*** Opening Document excerpt ***
In "Little House on the Prairie," the principal characters, Charles and Caroline Ingalls, could do no wrong. And if they ever did, they made reparations by the end of the 60 minutes. They are the good guys; Harriet Olesen is the bad guy. Easy peasy.
But this post is not about an anti-hero. This post is about the bad guy in your story and the bad guy in you.
That's right. I'm talking about your sh*tty qualities: the parts of you that are less than perfect.
LHOTP is not a fair example of the do-gooder protagonist. Along with its buddies "The Waltons" and "Leave it to Beaver" it has the quintessential "cheese" factor of family goodness. The lines are clearly drawn. Sure, even Harriet Olesen has her okay moments, but still: Charles = good; Harriet = bad.
But what happens when it's less obvs who the bad guy is? "Breaking Bad" and "The Americans," two excellent one-hour dramas, get close to greying the black-and-white of hero and bad guy. Analyses of "Breaking Bad" label Walter White an "anti-hero," but even that may be too kind. The show leaves us wondering, "Am I rooting for the bad guy?" And in "The Americans," we're sometimes left wondering if the Russians were on the right side all along.
*** Closing Document excerpt ***
*** Opening Material supplied ***
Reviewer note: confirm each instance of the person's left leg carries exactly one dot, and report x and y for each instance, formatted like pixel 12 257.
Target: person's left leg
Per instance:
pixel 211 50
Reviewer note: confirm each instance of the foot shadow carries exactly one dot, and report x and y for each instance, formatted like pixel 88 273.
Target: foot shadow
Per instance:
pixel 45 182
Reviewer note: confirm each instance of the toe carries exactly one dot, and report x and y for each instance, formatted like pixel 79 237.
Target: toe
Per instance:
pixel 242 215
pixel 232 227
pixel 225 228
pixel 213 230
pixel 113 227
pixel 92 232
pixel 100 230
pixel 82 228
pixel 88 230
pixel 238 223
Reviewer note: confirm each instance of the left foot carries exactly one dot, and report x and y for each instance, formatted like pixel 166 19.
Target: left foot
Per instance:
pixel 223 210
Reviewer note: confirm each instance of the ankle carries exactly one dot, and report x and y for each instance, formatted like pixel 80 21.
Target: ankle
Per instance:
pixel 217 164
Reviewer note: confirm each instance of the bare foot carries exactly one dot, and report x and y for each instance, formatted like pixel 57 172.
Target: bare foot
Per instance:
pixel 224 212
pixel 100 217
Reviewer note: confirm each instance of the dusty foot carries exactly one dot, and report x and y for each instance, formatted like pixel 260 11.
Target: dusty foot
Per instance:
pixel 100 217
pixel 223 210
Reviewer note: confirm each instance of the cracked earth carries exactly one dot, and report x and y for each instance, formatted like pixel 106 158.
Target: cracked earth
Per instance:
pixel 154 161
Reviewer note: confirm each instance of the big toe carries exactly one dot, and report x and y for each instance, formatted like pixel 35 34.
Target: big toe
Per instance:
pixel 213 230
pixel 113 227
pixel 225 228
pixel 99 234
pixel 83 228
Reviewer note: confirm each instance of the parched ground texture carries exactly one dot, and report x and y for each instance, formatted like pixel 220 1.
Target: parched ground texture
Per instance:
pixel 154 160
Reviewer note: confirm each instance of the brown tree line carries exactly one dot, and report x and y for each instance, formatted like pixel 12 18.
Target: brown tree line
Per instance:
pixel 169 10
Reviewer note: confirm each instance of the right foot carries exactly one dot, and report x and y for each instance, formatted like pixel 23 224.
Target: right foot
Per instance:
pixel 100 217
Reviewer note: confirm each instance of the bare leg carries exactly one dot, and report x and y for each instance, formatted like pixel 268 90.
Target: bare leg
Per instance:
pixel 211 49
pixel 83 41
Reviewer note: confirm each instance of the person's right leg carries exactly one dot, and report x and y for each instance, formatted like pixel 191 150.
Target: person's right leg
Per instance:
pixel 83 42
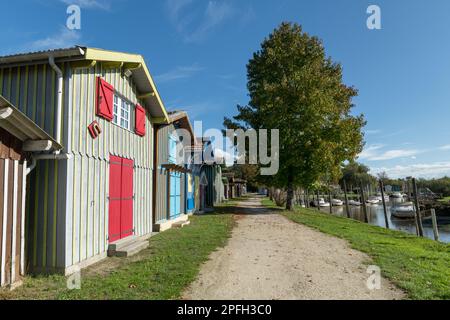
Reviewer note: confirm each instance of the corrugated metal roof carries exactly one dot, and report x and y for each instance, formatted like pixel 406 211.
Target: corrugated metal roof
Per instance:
pixel 22 127
pixel 142 77
pixel 76 51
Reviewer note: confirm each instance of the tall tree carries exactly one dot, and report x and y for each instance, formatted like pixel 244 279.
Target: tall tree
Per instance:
pixel 296 88
pixel 355 173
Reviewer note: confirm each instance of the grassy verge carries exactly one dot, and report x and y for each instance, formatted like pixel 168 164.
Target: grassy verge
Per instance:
pixel 160 272
pixel 419 266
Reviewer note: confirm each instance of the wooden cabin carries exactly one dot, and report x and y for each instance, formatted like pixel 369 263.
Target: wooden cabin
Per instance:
pixel 20 138
pixel 95 196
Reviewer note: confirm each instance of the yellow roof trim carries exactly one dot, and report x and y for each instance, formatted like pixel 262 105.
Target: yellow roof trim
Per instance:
pixel 105 55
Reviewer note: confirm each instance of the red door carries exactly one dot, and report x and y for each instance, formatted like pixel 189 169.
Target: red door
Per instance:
pixel 120 198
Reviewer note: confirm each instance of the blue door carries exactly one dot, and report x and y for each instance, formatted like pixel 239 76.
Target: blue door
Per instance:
pixel 175 195
pixel 190 203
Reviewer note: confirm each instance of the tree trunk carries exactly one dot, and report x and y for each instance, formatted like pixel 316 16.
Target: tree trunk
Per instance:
pixel 290 191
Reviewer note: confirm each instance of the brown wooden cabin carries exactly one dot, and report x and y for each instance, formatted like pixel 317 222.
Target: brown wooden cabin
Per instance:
pixel 19 138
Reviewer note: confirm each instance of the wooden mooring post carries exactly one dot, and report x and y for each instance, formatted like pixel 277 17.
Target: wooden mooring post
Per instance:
pixel 346 200
pixel 435 226
pixel 363 203
pixel 418 214
pixel 386 220
pixel 307 198
pixel 330 200
pixel 318 200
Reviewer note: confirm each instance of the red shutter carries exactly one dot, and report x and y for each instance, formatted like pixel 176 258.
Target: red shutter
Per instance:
pixel 140 121
pixel 105 99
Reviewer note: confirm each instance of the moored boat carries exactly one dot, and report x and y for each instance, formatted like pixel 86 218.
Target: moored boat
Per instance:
pixel 397 195
pixel 354 203
pixel 373 200
pixel 404 210
pixel 337 202
pixel 322 203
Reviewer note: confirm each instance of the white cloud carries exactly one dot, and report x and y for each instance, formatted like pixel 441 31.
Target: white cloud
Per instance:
*** Closing Material supplied ***
Questions on the material:
1. In the post about bad guys in stories, which two shows are called "two excellent one-hour dramas"?
2. Mark each statement yes or no against the post about bad guys in stories, quoting the words that decide it: (a) Harriet Olesen is the bad guy in "Little House on the Prairie." (b) The post describes itself as being about an anti-hero. (c) Analyses of "Breaking Bad" call Walter White a hero.
3. Carry the post about bad guys in stories further, starting after its final sentence.

Expected results:
1. "Breaking Bad" and "The Americans."

2.
(a) Yes: "They are the good guys; Harriet Olesen is the bad guy."
(b) No: "But this post is not about an anti-hero."
(c) No: "Analyses of "Breaking Bad" label Walter White an "anti-hero," but even that may be too kind."

3.
Thanks to having Covid, I just finished binge-watching the Netflix series Ozark. Marty and Wendy Byrde are the parents: the Charles and Caroline Ingalls of the show. (That is, if Charles and Caroline laundered money for a Mexican drug cartel.) While watching "Ozark," I kept asking myself, "So is Wendy the bad guy, and Marty the good guy? And if Marty gets rid of her in the story's structural climax, will the world be set straight?" Of course this bias has nothing to do with my decades-long dislike for Laura Linney (note: there is absolutely no basis for my dislike of her- I don't know her personally and I think she's a fine actor) and my lifelong love of Jason Bateman (note: there is absolutely no basis for my love of JB- I don't know him personally, and he definitely pawned me off on his friend when I hit on him at the Bowery Bar in the 90s.)
Things got even more confusing when I would watch other characters in "Ozark" tell Marty he was evil, and I was like, "They must be the bad guy because they think our hero is bad!" And then it dawned on me- in a show with such complicated and well-developed characters, it's just not that simple.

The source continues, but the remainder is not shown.